TEXT EXCERPT >>
#####

With opposition mounting against increasing layoffs and the dictatorial measures of the fascist president, Trump has looked to the longtime proponents of economic nationalism in the labor bureaucracy for support. Thus, he chose to hold a rally marking the first 100 days of his presidency last week in Warren, Michigan, an auto industry hub, just north of Detroit. But this backfired, with anti-Trump protesters outside the venue outnumbering his supporters inside.
In an interview aired Sunday on NBC-TV’s Meet the Press program, Trump singled out Fain:
Do you know that the union, the head of the union, who was no fan of mine, Fain. … He didn’t endorse me. The Teamsters did. A lot of people did. A lot of unions did. But he didn’t. He couldn’t stand me. Now he’s saying, “Wow, what Trump’s done for the automobile [industry], I can’t believe it.”
I assume he’s going to probably now say—the next thing he can say is, “I endorse this guy. He’s the greatest I’ve ever seen.” He can’t believe it’s happened. He said, “We’ve been waiting 40 years for somebody to do what Trump is doing.”

Far from opposing the mounting attack on jobs and the threat of a major economic downturn, the UAW bureaucracy is joining Trump’s efforts to divide US workers from their brothers in Canada, Mexico, China and other countries engaged in struggles against the same global automakers. Fain has also echoed Trump’s argument that “re-shoring” US manufacturing is critical for “national defense,” i.e., preparing for war against China.
At the nearby Warren Truck assembly plant, the UAW bureaucracy sanctioned the layoff of more than 1,500 workers last October. Stellantis executives, with the backing of local union officials, had consistently threatened to close the 90-year-old plant, if workers did not increase productivity and reduce absenteeism—the latter largely caused by exhausting workhours and workloads and the lack of any time off.
Last month, Stellantis put 1,000 workers on a one-month layoff, reportedly due to production disruptions of engines being shipped from Saltillo, Mexico. The only model currently being produced at the plant is the slow-selling and highly expensive Jeep Grand Wagoneer, which sells for $85,000-$121,000.
A veteran Warren Truck worker told the WSWS:
We have no future promise of anything else right now until maybe next year. I’m on second, limited shift but have been laid off or getting short work week for three months. The first shift is off until May 12. We were already told they might not be back. All this year, the first shift has not gotten a full week work or full 8 hours. It’s worrying me, we can’t get engines.
After doing nothing to oppose the Warren Truck layoffs, the UAW bureaucracy is trying to whip up anti-Mexican chauvinism by demanding that Stellantis cancel plans to expand production of the new 1500 Ram pickup at the Saltillo plant. The bulk of Ram pickups are built at the nearby Sterling Heights Assembly Plant, with overflow production done at Warren Truck until last year. According to the UAW bureaucracy, the only way to defend American autoworkers’ jobs is by destroying the jobs of workers in Mexico, Canada, China and other countries.
In opposition to this, Will Lehman, a Mack Trucks worker who ran as a socialist candidate for UAW president against Fain in 2022, is calling for the expansion of the International Workers Alliance of Rank-and-File Committee (IWA-RFC) to unite workers across borders, abolish the pro-capitalist and nationalist union bureaucracies and transfer power to workers on the shopfloor.

#####

RAW DATA >>
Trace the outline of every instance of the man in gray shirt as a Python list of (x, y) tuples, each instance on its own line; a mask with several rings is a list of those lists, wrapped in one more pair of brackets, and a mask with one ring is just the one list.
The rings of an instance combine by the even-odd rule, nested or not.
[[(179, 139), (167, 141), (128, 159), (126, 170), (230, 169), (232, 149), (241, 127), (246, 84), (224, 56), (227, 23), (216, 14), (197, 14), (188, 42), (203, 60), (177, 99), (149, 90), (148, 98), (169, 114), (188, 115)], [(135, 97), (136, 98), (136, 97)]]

#####

YOUR TASKS >>
1. In the article about the UAW and Trump, what is the price range of the Jeep Grand Wagoneer?
2. For each statement, say whether it agrees with the article about the UAW and Trump, and quote the words that decide it.
(a) Trump held the rally marking his first 100 days in Warren, Michigan.
(b) The Warren Truck plant is about 50 years old.
(c) Will Lehman works at Mack Trucks.
3. Pick up the article about the UAW and Trump after its final sentence and keep writing.
The data plays no part in what is asked here.

RESULTS FOR THE EXERCISE >>
1. It sells for $85,000-$121,000.

2.
(a) Yes: "he chose to hold a rally marking the first 100 days of his presidency last week in Warren, Michigan"
(b) No: "the 90-year-old plant"
(c) Yes: "Will Lehman, a Mack Trucks worker"

3.
Only in this way can workers fight to defend their jobs, including at Volvo-Mack Trucks plants in Pennsylvania, Maryland and Virginia, where 1,000 of the 7,000 workers face tariff-driven layoffs over the next few months,
Speaking at the international online May Day rally Saturday, May 3, Lehman said:
President Shawn Fain has spent months cozying up to Trump and endorsing his nationalist tariffs. It is nothing new for a union leader in the US to promote the dead end of nationalism. For decades, the unions have pushed it without saving a single job. Nationalism is a poison for workers. It has only led to the destruction of jobs. Divisions among workers and deeper exploitation in the race to the bottom. Nationalism pits worker against worker, distracting from the real class war, the war of the corporate oligarchy against the working class.
Opposing trade war and the drive to war against China, Lehman declared:
In the immensely powerful Chinese working class, we share the same class interests. Just like workers in in the US, Chinese workers have demonstrated an immense desire to fight in recent strikes. If we are to win in the struggles ahead, we cannot be divided from our co-workers in or from any country. Instead, need to build bonds of unity that transcend national borders.
The collective labor of autoworkers all over the world are linked together in a process of synchronized global production, which makes absurd any references to “American-made” vehicles or cars and trucks of any other nationality.
Automotive News provided a description of the byzantine and largely arbitrary system set up by the Trump administration to determine the value of the “non-American” content of car components that travel multiple times across the borders of the US, Mexico and Canada.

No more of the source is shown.